DATA SUPPLIED =>

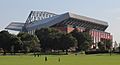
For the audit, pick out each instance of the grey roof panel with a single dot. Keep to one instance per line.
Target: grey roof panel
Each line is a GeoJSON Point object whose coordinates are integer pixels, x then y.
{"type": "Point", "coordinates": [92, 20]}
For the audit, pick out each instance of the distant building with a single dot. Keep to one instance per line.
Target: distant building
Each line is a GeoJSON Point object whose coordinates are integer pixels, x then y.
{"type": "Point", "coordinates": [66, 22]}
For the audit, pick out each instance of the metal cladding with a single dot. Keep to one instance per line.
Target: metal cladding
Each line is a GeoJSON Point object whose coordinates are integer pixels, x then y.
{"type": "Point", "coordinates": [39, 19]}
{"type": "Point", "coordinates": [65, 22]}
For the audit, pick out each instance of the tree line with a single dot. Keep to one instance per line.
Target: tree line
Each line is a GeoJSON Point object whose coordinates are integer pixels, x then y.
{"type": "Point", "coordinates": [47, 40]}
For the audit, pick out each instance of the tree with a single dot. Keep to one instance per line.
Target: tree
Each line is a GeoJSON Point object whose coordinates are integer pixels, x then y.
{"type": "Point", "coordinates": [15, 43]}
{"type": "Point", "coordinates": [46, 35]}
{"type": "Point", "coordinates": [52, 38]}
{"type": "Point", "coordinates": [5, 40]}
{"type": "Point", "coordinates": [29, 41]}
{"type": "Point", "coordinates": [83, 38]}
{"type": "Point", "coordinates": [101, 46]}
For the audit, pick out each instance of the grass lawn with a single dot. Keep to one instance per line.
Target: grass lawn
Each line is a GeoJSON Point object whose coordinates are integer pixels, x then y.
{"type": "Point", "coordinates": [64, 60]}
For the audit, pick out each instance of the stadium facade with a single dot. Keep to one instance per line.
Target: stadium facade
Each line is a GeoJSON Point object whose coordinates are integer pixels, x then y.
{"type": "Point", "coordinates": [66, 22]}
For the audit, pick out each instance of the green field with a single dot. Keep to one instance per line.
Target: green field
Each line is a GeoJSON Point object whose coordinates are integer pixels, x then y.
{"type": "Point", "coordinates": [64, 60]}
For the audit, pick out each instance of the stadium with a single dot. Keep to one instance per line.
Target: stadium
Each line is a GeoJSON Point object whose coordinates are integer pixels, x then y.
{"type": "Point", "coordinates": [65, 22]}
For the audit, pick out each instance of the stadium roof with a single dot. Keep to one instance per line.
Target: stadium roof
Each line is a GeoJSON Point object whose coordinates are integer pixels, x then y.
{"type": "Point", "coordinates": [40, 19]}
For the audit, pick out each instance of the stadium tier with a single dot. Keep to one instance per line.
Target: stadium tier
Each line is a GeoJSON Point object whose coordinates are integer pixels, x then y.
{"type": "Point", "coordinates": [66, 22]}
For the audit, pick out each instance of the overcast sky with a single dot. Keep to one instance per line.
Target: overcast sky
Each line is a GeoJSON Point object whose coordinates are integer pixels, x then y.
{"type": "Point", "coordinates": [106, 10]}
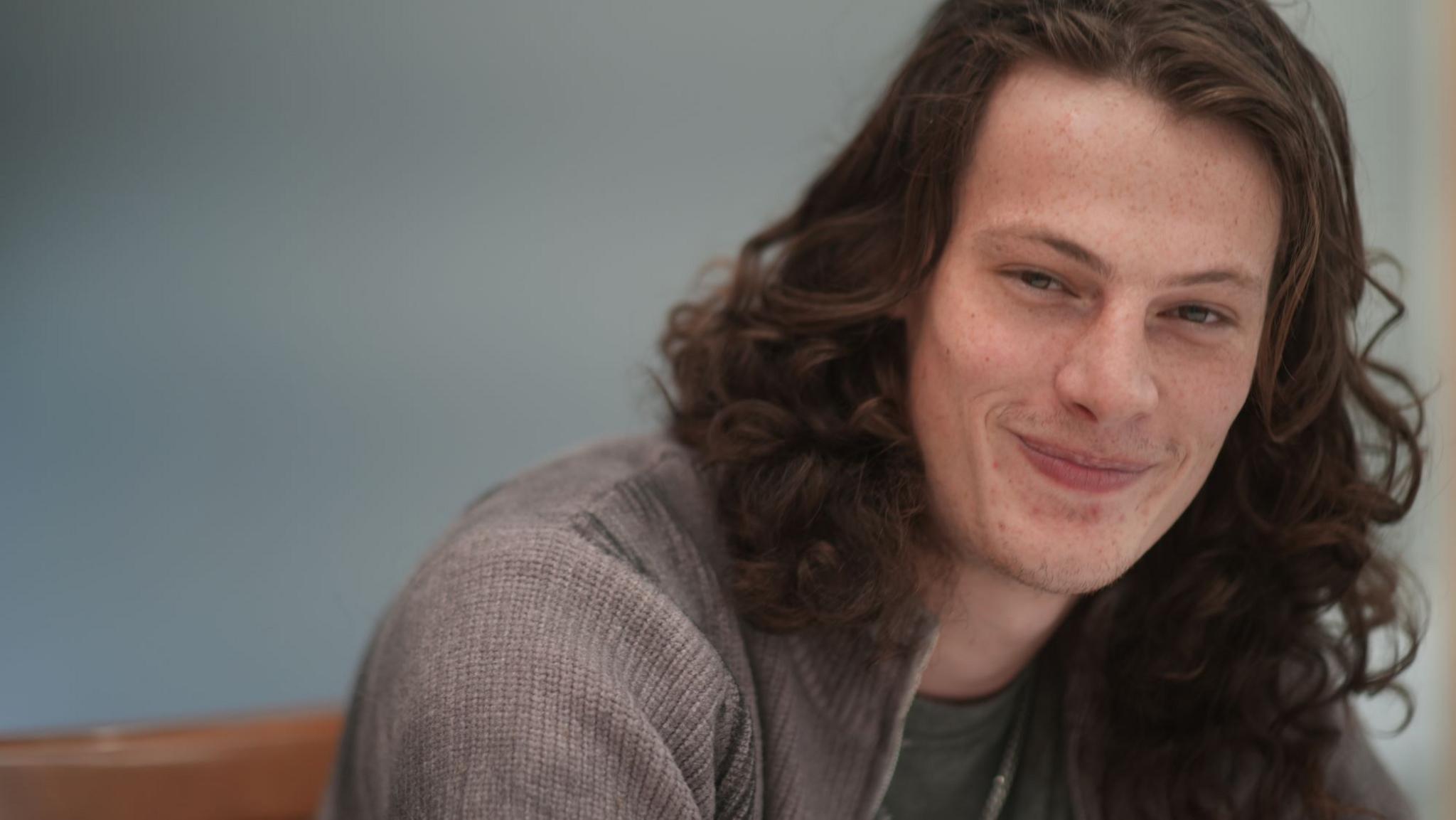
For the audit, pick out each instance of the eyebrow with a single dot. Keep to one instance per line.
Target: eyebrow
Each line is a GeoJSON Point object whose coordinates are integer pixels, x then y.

* * *

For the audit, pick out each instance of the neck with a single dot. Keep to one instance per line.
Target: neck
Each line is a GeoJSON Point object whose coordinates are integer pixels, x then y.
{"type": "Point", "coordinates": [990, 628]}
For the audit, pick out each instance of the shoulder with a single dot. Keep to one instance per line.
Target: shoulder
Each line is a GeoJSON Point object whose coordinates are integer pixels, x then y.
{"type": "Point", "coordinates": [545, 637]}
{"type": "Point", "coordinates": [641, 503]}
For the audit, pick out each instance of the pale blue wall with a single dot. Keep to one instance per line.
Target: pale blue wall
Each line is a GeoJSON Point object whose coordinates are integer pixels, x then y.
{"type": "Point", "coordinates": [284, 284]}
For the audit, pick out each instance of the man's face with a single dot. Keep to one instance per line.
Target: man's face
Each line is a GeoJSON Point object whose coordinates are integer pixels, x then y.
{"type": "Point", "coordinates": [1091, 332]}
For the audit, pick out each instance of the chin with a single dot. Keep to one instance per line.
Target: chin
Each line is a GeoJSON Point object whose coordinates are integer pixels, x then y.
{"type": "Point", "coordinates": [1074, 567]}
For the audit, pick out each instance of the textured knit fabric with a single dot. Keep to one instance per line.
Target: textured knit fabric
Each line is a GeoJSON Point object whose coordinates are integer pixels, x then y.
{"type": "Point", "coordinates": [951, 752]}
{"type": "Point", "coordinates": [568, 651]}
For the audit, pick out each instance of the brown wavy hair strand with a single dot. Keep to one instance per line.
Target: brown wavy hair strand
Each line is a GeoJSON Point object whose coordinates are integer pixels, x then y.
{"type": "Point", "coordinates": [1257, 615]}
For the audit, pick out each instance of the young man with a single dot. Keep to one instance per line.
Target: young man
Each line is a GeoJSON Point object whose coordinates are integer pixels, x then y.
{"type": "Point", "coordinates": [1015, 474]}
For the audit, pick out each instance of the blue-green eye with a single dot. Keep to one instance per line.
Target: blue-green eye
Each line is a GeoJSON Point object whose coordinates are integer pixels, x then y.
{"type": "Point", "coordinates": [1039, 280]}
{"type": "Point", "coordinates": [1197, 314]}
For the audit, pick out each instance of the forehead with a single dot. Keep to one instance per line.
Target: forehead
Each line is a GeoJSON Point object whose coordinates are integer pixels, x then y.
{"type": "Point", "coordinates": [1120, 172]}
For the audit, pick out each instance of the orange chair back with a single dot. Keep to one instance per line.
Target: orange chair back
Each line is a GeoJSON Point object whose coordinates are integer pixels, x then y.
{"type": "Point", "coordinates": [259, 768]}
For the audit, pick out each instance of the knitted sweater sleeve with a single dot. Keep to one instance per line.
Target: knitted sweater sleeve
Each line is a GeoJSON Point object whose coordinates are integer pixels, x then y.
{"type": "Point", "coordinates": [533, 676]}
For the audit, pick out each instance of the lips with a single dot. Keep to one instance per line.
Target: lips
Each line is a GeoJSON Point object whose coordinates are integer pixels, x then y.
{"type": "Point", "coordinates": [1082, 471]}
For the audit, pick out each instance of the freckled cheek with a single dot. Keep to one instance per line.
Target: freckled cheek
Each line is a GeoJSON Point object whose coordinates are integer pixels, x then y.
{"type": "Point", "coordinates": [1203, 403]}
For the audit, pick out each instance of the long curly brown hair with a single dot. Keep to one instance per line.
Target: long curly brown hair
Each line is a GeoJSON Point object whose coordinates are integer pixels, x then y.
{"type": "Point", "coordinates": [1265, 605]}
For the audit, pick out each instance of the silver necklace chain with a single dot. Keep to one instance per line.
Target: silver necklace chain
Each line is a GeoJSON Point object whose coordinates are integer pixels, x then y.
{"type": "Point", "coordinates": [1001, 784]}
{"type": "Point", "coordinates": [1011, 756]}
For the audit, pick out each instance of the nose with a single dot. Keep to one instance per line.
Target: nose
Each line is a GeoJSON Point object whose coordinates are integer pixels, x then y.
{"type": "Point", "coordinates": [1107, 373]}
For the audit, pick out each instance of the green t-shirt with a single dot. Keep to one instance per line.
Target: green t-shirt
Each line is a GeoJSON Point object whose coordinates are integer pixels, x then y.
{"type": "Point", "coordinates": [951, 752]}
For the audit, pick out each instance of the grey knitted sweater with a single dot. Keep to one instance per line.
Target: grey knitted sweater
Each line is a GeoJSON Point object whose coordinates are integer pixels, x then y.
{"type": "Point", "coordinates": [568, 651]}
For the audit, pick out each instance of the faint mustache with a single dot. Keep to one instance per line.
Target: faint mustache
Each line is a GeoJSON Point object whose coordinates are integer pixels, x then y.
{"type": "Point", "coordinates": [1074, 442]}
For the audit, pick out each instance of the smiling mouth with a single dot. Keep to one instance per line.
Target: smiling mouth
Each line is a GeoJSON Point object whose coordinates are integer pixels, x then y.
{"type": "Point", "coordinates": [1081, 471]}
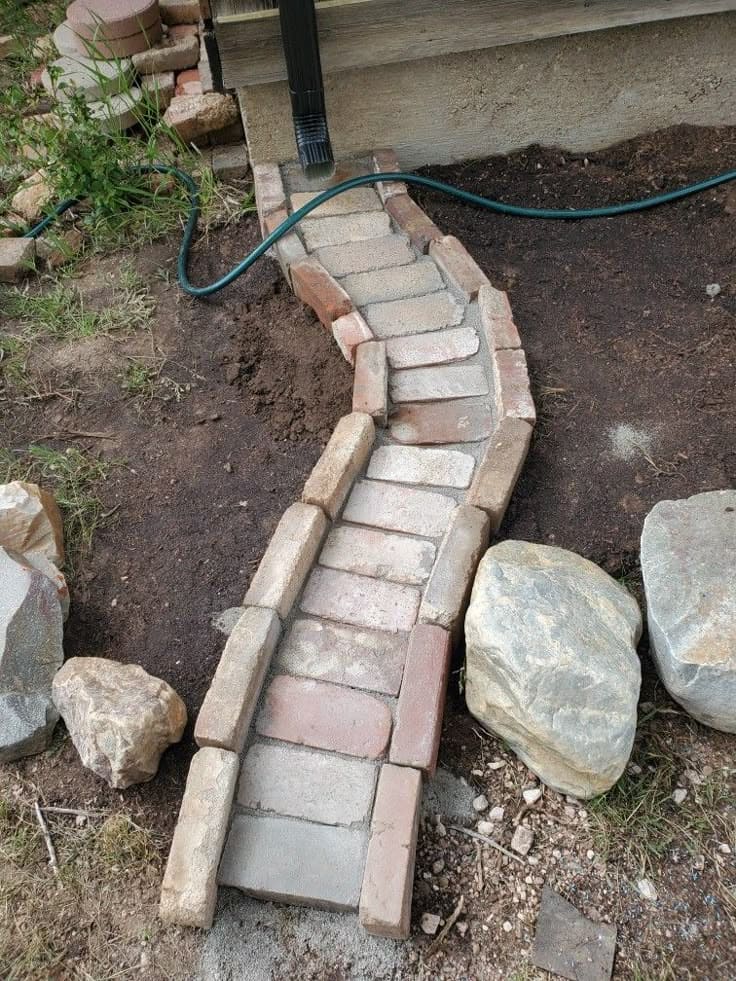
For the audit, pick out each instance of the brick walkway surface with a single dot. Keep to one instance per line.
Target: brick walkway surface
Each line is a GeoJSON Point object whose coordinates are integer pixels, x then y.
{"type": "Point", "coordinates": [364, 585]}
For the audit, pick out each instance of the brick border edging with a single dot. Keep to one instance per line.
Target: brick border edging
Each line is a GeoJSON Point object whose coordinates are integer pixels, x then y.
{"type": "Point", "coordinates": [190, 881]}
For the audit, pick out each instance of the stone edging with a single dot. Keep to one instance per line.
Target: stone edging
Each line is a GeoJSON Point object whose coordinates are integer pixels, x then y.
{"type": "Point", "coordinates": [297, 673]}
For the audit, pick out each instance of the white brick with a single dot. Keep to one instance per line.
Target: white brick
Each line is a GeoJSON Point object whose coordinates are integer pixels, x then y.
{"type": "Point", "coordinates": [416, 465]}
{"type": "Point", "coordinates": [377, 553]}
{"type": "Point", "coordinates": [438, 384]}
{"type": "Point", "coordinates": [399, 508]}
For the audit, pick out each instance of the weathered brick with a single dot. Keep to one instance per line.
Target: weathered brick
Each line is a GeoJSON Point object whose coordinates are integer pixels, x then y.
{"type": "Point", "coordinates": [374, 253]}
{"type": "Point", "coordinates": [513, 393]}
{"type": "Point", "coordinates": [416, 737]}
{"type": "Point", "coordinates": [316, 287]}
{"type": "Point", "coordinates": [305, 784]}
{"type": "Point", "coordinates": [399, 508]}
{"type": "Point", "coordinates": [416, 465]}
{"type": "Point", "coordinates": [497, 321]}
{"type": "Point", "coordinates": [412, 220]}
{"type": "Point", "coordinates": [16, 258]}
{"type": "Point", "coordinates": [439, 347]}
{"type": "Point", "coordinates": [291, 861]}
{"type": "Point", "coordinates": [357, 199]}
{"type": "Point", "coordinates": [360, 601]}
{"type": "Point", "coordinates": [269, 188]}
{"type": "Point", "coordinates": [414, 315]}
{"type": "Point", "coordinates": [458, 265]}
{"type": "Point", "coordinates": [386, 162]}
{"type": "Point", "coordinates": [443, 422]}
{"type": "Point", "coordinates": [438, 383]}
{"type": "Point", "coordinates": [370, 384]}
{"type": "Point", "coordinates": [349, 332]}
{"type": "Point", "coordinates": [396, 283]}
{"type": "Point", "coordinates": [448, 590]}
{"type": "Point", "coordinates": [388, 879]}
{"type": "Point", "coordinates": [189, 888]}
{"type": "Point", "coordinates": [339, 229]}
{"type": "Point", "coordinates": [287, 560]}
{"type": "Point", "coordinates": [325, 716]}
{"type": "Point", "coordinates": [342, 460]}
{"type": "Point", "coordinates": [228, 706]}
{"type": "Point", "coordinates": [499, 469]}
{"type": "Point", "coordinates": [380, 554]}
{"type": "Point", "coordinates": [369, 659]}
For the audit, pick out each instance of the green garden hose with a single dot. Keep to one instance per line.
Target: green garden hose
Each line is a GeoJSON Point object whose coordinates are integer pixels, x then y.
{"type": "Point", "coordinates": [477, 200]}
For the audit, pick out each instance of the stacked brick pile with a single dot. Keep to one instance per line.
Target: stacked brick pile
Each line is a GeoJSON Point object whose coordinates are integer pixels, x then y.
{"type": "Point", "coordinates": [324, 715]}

---

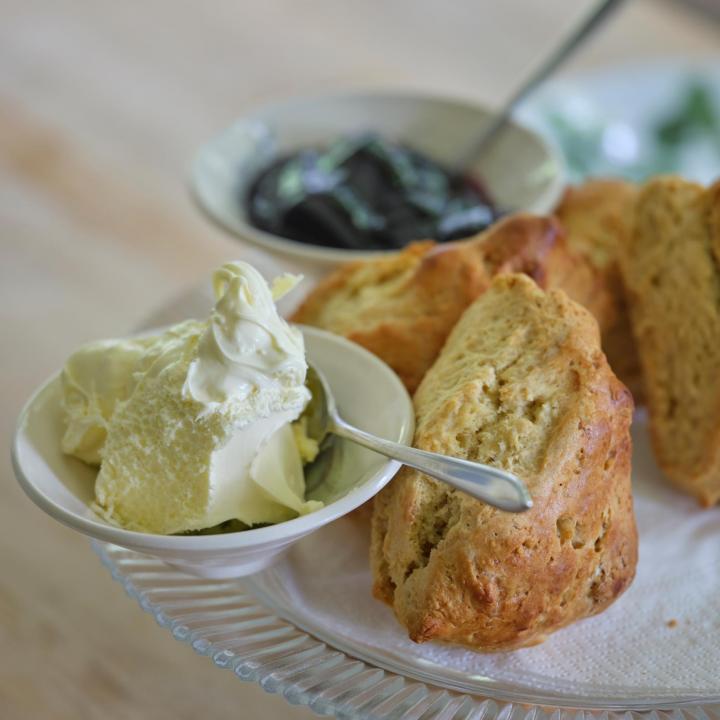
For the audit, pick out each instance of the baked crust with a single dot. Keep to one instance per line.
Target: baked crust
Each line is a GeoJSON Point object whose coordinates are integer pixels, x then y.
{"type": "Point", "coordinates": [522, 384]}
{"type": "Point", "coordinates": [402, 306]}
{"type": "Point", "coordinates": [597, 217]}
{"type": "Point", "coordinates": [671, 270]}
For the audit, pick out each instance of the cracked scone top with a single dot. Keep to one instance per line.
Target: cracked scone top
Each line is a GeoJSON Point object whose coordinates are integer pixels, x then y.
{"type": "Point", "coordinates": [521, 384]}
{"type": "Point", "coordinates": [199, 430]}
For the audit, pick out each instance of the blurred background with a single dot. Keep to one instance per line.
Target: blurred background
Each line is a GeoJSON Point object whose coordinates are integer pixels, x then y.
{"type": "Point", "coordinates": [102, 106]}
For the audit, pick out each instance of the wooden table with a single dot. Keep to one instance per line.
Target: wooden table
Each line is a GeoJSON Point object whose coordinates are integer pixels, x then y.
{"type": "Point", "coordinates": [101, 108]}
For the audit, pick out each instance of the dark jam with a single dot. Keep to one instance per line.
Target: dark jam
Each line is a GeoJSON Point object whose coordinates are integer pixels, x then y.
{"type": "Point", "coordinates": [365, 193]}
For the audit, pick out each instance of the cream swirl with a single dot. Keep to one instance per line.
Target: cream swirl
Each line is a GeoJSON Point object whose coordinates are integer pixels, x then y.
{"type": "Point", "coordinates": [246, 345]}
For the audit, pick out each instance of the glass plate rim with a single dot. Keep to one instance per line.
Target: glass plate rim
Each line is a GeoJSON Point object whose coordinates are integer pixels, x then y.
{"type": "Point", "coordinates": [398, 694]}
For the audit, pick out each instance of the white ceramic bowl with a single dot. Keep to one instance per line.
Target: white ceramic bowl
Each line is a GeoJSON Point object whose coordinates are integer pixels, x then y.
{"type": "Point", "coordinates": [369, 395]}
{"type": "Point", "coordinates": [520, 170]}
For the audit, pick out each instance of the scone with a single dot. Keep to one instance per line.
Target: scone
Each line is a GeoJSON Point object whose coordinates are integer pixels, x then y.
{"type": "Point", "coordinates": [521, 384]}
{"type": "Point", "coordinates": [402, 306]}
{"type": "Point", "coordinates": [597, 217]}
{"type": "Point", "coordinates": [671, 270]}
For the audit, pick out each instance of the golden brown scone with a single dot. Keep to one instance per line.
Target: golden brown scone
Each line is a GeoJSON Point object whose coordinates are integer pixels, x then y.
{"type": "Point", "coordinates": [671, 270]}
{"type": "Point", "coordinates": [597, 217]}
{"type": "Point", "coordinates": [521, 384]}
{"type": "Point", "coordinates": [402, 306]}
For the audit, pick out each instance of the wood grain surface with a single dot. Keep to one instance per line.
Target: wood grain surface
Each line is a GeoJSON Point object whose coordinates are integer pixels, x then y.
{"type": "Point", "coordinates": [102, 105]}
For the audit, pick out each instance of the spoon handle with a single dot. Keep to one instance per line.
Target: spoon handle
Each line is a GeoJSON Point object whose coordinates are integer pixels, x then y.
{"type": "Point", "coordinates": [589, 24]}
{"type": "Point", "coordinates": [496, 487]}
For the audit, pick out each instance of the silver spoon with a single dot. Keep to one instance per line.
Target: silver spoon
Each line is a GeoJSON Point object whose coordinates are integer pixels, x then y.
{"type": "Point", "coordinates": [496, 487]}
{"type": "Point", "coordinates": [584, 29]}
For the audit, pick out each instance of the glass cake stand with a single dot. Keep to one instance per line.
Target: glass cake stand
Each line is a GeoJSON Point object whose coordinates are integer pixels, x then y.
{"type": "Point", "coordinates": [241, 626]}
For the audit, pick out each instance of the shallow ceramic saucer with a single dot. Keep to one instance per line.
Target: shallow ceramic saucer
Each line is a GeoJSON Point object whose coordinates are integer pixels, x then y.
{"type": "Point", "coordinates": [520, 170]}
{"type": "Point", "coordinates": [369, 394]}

EXERCISE DESCRIPTION =>
Return every line of the listing above that contains the word "silver", treating case as significant.

ANSWER TO THE TASK =>
For the audit, pick out each instance of the silver necklace chain with a single dot. Keep to one instance per line.
Target: silver necklace chain
For the audit, pick out each instance of the silver spoon with a single dot. Keep to one instance per line.
Target: silver spoon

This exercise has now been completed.